22 Nisan 2015 Çarşamba

UZAKLARDAN MİSAFİRİMİZ VAR!

   
     
    Selamlar herkese! 2 gündür evdeyim ve yatak döşek yatıyorum. Çünkü feci şekilde üşüttüm. Nisan ayının havasını zaten hiç sevmezdim bu sene iyice nefret ettim.
Şifayı öyle bir kapmışım ki ve o kadar kötü hissettim ki normalde olabildiğince doktordan kaçan ben, eşime "Hastaneye gideliiim!" derken buldum kendimi. Klasik serum vs. olayına girişildi tabii. Evde ilaçla devam. Bugün daha iyiyim çok şükür. Doktora gitmezsem iyileşmemin daha uzun süreceğinden korktum çünkü hem iş var, yarın okula gitmem lazım artık, hem de evde yurt dışından misafirimiz var. Orhun'un okulundaki bir proje nedeniyle pazar akşamı Estonya'dan misafir geldi bize.
Hasta olduğum bir zamana denk gelmesini hiç istemezdim ama oldu bir kere. Gündüzleri beraber okula gidiyorlar zaten. Dün Allah'tan topluca dışarıdaydılar ve dışarıda yediler. Bugün kalkabildim de adam gibi yemek hazırlayabildim.
   Misafirimizin adı Marcus. Orhun'dan ufak. 15 yaşında. Ama hiç 15 yaşında gibi durmuyor. Nasıl ciddi anlatamam:) İlk başta Orhun çok zorlandı, diğer gençlerle olduğu gibi lay lay lom yapacağını düşündü. Çocukla konuşuyor konuşuyor, çocuktan gelen cevaplar genellikle "Evet, hayır, belki, duruma göre" :) "Ben de ileride belki sana sorular sorarım. Şimdi değil. Ciddiyimdir ben" falan demiş Orhun'a. Orhun önce çok üzüldü, bozuldu ama bugün daha mutlu geldiler eve. Çocuk iyice alıştı bize, şimdi çok daha rahat konuşuyor, uzun cümleler kuruyor ve gülüyor:) İlk defa bir Estonyalı tanıyoruz, belki hepsi böyledir diyeceğim ama gruptaki diğer çocuklar daha canayakınlarmış. Çocuk ise "Pek konuşkan değilizdir biz" diyormuş. Bilemeyeceğim artık. Farklı bir çocuğun gelmesi iyi oldu bir bakıma, Orhun sabır ve anlayış göstermeyi, herkesle hemen ense tokat muhabbete girilmeyeceğini öğrendi:)

* Verilen Liste:
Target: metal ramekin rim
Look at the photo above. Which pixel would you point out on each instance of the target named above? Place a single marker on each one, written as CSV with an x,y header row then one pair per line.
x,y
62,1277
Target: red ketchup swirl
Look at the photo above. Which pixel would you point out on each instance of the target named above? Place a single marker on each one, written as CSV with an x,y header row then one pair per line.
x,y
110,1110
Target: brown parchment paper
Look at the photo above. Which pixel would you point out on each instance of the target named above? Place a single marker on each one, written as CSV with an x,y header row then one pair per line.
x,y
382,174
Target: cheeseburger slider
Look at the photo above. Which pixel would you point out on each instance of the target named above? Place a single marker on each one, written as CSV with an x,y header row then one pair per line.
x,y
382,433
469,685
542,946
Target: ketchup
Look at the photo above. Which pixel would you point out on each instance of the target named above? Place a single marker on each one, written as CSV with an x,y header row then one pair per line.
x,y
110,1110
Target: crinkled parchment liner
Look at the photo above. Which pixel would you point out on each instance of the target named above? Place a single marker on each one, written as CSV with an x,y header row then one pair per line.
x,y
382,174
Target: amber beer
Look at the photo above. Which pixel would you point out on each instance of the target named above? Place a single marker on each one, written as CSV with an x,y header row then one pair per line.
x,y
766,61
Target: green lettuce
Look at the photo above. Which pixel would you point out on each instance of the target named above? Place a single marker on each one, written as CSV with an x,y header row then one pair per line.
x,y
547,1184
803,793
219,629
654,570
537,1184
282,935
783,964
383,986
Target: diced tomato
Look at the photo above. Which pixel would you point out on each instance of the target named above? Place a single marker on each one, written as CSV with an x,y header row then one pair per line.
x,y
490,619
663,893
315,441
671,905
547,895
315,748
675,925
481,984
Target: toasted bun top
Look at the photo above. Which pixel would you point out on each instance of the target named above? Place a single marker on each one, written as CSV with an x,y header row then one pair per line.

* Görev:
Estonya'dan gelen misafiri anlatan metinde "Selamlar herkese! 2" ifadesinden "iyice nefret ettim." ifadesine kadar olan kısmı hiç değiştirmeden yazıya geçirin.

* Nihai Sonuç:
Selamlar herkese! 2 gündür evdeyim ve yatak döşek yatıyorum. Çünkü feci şekilde üşüttüm. Nisan ayının havasını zaten hiç sevmezdim bu sene iyice nefret ettim.